━━━━━ Passage given ━━━━━
In February 2017, then-Air Force Chief of Staff Gen. Dave Goldfein issued a warning.
Speaking at the Center for Strategic and International Studies in Washington, Goldfein rattled off all the missions the Air Force must undertake: defending the U.S. against attack, operating two legs of the nation’s nuclear triad, projecting air power around the globe and, at the time, defeating the militant group known as the Islamic State.
“Every one of those missions is a growth area,” Goldfein said. “And while these missions have been growing, our Air Force has been getting smaller. ... We’re actually the smallest Air Force we’ve ever been.”
At the time, the service had about 5,500 aircraft in its inventory. Since then, it has shrunk further and is now on track to get smaller still.
The Air Force expects its fleet of fighters, bombers, tankers, cargo planes, drones and other aircraft to dip below 5,000 in fiscal 2025, as retirements of older, worn down and outdated airframes outpace procurement of their replacements. Indeed, the fleet could drop to 4,903 total aircraft next year, but it may yet fall further.
━━━━━ Given records ━━━━━
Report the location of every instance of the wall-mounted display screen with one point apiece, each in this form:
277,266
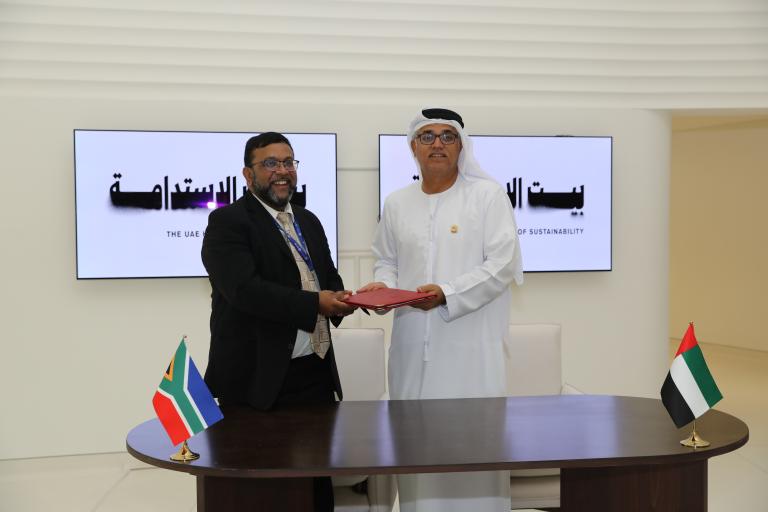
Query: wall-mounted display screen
559,187
143,197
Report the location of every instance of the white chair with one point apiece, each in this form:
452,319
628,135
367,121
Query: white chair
534,367
360,360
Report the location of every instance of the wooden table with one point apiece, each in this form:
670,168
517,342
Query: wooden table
615,453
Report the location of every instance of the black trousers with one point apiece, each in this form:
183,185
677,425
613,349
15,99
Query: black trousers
308,381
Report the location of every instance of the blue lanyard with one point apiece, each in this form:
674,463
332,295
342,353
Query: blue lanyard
300,246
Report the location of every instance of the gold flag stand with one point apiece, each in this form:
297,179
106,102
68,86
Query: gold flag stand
185,454
694,440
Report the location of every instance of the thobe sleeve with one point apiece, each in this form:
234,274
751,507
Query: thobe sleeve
502,264
385,250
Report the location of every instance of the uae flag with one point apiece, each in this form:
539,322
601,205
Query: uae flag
183,403
689,389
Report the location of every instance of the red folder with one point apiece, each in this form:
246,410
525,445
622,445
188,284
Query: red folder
387,298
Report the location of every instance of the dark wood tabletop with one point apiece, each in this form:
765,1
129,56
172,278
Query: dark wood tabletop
419,436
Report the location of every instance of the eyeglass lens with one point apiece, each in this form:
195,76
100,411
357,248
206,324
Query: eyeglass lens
428,138
272,164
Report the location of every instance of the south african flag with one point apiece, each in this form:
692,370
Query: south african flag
183,403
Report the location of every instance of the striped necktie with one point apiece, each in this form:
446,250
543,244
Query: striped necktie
320,338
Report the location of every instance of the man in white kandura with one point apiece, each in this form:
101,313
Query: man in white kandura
452,233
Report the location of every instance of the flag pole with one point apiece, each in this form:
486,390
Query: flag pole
184,454
695,440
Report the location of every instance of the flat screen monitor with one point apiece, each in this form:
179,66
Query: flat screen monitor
558,186
143,197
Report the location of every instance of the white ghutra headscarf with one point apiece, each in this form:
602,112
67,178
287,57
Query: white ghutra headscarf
468,165
469,168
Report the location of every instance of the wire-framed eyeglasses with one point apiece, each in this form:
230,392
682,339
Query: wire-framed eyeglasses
271,164
428,138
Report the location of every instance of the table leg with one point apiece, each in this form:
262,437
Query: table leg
218,494
653,488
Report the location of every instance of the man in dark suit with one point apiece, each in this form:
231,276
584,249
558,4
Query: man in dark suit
274,287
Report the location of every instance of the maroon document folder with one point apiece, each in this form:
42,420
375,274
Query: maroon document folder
387,298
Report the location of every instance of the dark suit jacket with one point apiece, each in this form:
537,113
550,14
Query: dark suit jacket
257,303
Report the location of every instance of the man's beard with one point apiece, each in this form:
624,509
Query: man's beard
268,195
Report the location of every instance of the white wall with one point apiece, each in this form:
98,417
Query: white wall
81,359
718,238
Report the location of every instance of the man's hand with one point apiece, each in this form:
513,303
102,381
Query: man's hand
331,303
438,300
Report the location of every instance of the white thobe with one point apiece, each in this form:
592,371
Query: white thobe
464,240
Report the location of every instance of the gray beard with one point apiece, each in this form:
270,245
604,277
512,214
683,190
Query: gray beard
267,195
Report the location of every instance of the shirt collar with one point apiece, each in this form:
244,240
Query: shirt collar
271,210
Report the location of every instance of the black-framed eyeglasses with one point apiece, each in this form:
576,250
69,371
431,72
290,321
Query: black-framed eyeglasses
428,138
271,164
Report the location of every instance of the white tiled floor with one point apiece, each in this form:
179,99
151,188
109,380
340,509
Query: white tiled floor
117,483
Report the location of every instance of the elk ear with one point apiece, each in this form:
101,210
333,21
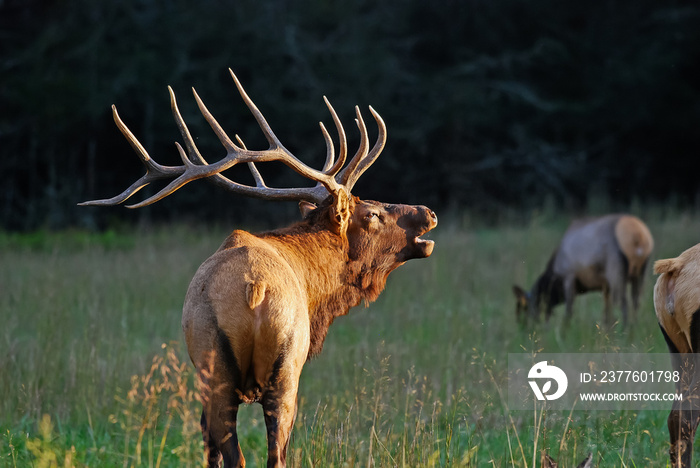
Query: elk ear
340,212
305,208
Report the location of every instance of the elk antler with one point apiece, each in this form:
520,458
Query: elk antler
328,180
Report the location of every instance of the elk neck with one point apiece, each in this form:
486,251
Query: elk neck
320,259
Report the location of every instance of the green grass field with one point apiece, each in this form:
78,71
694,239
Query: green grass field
93,371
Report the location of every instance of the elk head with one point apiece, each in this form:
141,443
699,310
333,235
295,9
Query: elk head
259,307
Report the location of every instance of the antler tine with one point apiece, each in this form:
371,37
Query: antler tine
154,171
369,159
346,173
332,179
343,150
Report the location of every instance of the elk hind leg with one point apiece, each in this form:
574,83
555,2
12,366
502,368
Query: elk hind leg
219,430
280,409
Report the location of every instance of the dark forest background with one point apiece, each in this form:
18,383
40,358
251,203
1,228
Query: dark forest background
490,104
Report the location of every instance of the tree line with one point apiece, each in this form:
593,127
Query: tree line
489,105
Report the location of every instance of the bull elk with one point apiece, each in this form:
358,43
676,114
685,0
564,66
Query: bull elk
677,301
261,305
603,253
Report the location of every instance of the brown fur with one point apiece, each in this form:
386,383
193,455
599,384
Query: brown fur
260,307
635,242
677,300
548,462
595,254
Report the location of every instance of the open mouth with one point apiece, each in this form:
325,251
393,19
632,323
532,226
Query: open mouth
426,245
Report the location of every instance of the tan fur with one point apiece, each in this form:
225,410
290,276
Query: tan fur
262,304
676,301
635,242
677,296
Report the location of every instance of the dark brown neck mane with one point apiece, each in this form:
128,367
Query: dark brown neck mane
334,282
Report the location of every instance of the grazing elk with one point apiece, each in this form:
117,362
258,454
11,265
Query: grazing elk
677,302
603,253
261,305
548,462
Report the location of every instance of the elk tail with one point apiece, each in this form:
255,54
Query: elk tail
667,265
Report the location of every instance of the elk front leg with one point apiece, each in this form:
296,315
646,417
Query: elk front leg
636,288
569,294
685,415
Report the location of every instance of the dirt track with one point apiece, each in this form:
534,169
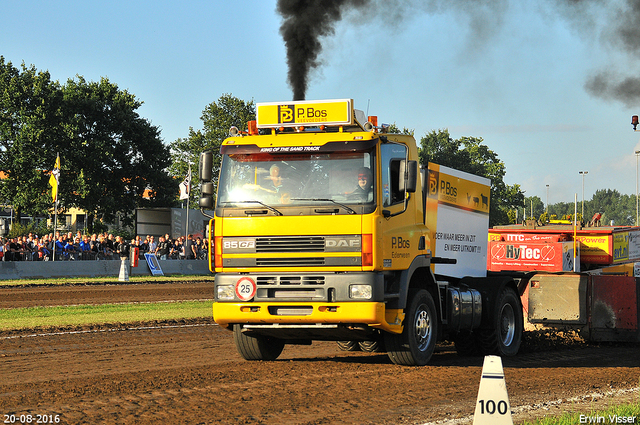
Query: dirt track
190,373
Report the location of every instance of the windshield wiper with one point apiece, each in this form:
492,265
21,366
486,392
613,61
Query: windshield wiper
349,210
269,207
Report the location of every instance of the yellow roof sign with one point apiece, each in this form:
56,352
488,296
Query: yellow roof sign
304,112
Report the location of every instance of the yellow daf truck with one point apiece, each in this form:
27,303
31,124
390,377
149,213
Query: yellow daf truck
327,228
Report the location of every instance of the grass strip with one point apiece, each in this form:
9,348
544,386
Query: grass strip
624,413
105,279
34,317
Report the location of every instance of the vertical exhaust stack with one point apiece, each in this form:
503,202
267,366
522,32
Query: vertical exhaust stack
304,23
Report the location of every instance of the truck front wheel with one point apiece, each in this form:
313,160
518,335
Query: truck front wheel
256,347
505,335
415,345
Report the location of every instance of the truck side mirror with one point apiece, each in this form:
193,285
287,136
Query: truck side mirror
205,166
205,172
408,176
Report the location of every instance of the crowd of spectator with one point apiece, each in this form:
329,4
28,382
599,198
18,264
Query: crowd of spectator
104,246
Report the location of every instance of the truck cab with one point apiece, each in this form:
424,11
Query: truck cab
321,234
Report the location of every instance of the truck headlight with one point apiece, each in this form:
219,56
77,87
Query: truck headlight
226,292
362,292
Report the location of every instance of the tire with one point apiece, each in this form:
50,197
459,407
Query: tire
505,335
467,344
256,347
415,345
348,345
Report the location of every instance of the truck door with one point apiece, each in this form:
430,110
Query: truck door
399,227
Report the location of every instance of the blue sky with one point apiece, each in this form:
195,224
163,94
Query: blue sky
512,73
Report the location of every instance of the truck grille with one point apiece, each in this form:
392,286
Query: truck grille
289,262
289,280
290,244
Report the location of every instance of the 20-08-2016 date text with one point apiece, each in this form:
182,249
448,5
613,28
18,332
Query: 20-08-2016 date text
29,418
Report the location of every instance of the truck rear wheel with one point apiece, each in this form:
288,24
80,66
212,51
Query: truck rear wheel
505,335
256,347
415,345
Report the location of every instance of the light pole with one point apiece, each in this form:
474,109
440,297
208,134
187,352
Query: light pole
583,174
634,123
547,202
637,153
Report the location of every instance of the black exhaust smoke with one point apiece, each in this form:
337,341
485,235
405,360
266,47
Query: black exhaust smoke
615,23
305,22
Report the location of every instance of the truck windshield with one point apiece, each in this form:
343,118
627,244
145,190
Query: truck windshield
335,178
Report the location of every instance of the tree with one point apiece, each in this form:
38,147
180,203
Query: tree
30,130
217,118
116,161
533,207
469,154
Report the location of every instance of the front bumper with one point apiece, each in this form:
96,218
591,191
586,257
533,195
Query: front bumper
294,314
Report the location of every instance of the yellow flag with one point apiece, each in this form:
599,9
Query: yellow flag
54,179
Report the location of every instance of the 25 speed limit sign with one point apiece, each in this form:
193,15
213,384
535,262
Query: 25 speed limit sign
245,288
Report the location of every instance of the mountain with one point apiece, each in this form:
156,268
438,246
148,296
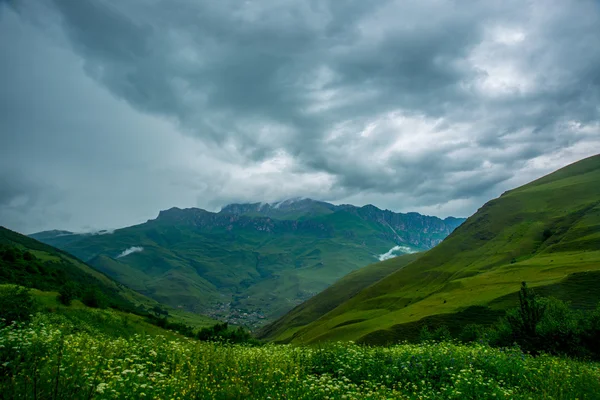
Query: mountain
250,262
336,294
28,262
546,233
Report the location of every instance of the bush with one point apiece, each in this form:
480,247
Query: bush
16,304
67,293
221,332
93,298
473,333
542,325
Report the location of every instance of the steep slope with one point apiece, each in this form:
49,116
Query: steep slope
30,263
244,263
546,233
336,294
27,262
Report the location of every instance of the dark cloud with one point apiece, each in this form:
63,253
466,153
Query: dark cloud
428,105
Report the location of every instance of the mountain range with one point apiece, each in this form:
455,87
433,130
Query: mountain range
250,263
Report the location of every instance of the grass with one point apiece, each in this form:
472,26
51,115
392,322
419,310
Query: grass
336,294
49,269
266,263
544,233
50,359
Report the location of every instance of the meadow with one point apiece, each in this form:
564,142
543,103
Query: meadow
52,357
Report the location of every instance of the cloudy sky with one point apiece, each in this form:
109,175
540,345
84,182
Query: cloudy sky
112,110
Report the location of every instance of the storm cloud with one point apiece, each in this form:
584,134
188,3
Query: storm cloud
113,110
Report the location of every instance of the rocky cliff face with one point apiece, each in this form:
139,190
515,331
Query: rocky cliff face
322,219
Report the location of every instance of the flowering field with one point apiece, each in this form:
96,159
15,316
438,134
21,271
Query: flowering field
50,359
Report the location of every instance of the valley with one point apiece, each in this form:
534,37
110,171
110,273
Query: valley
250,263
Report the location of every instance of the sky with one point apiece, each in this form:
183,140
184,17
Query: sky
112,110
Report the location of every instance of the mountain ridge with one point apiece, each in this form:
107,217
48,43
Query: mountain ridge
238,260
544,232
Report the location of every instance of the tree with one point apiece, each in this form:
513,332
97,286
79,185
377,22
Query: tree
67,293
93,298
16,304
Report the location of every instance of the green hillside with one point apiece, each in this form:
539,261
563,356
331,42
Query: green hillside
32,264
249,263
333,296
546,233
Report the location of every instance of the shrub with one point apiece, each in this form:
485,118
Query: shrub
67,293
93,298
16,304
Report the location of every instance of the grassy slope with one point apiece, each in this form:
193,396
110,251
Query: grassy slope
73,269
186,266
333,296
542,233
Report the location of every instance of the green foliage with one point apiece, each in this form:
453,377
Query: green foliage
473,333
261,264
542,325
50,359
94,298
222,333
16,304
545,233
440,334
26,262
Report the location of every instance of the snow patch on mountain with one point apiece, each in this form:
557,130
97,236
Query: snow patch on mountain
394,252
133,249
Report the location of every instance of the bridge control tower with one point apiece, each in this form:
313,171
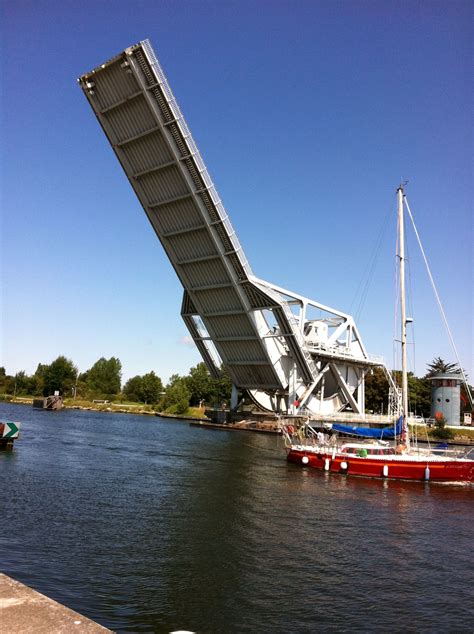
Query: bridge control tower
288,352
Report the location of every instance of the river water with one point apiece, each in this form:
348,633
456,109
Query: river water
150,525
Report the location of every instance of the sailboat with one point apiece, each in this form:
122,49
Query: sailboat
377,458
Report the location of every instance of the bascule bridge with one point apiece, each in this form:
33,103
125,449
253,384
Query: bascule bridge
288,352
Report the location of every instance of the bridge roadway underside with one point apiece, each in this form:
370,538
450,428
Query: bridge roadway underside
225,308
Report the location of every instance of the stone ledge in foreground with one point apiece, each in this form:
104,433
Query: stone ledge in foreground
22,609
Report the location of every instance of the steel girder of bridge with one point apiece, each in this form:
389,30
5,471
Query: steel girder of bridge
263,334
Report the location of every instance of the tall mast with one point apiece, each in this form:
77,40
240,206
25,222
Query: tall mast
403,317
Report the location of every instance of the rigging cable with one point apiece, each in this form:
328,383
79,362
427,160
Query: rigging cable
439,302
366,279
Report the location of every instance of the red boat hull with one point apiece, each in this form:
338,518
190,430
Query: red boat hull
402,469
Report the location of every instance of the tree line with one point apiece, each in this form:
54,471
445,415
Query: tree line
104,381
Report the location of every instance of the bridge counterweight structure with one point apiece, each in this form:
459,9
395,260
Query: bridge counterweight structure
284,360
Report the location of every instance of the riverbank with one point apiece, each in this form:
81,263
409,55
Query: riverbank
193,413
22,609
461,435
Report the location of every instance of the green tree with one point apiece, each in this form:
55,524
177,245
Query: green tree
200,384
376,391
440,366
151,388
133,389
104,377
60,375
177,395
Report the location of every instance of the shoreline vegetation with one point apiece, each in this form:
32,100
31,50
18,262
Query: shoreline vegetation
117,407
100,388
197,414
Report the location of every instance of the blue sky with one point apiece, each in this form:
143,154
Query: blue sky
307,114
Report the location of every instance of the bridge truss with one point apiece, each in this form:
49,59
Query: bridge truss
288,352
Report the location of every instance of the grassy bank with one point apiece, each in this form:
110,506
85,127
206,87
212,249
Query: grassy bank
122,407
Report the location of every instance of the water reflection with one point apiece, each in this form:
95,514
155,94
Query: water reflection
147,525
━━━━━
(Set problem 1):
Transcribe the passage on the Air Force's shrinking fleet between "The Air Force expects" and "yet fall further.", inclusive.
(Set problem 2):
Go on with the passage on the Air Force's shrinking fleet, starting after its last sentence.

(Task result 1):
The Air Force expects its fleet of fighters, bombers, tankers, cargo planes, drones and other aircraft to dip below 5,000 in fiscal 2025, as retirements of older, worn down and outdated airframes outpace procurement of their replacements. Indeed, the fleet could drop to 4,903 total aircraft next year, but it may yet fall further.

(Task result 2):
“Right now, the Air Force is as big as it will be,” Maj. Gen. Dave Tabor, director of programs for the service’s Office of the Deputy Chief of Staff for Plans and Programs, said in a March 21 interview. “In light of the budget uncertainties, it’s really difficult to predict exactly what size [the fleet] will be, next year or five years from now.”
The fleet already totals less than one-fifth of its size during its fiscal 1956 peak, when the service had 26,104 aircraft, according to the Mitchell Institute for Aerospace Studies. During that period, the number of F-84 Thunderjet and F-86 Sabre fighters alone exceeded 6,400, far greater than the Air Force’s entire combined fleet of 5,032 airframes in fiscal 2024.
The workforce is smaller as well. The Air Force in fiscal 2025 aims to fall to 320,000 active duty jobs, dropping by about 13,000 billets over the previous five fiscal years. The roles of those airmen are shifting, too, as the service tries to bolster non-flying missions like cyber offense and defense that are key to modern warfare.
The Air Force’s fleet is now 52% bigger than the Navy and Marine Corps’ combined inventory of 3,308 aircraft.
The current Air Force chief of staff, Gen. David Allvin, and other top service officials point to exponential increases in capability among the remaining aircraft — such as striking targets with firepower and precision far beyond that of previous generations — to assuage concerns over the declining number of aircraft.
But the shrinking fleet worries some lawmakers and observers.
Todd Harrison, a defense analyst at the American Enterprise Institute think tank, said that while modern aircraft do offer more speed, range, stealth and other advantages over previous generations of technology, “the reality is that one plane can only be in one place at a time.”
“For the credibility of our deterrence and our force posture, size still matters,” Harrison told Defense News. “That’s where we’re coming up short.”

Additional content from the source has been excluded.